* **DATA PROVIDED**
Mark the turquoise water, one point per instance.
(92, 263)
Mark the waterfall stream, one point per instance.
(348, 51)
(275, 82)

* **THE PROBLEM**
Rewrite the material with every "instance" changed to "occurrence", leaving everything else untouched.

* **THE OUTPUT**
Mark the turquoise water, one point per occurrence.
(92, 263)
Mark the waterfall stream, one point per occurrence.
(348, 51)
(275, 82)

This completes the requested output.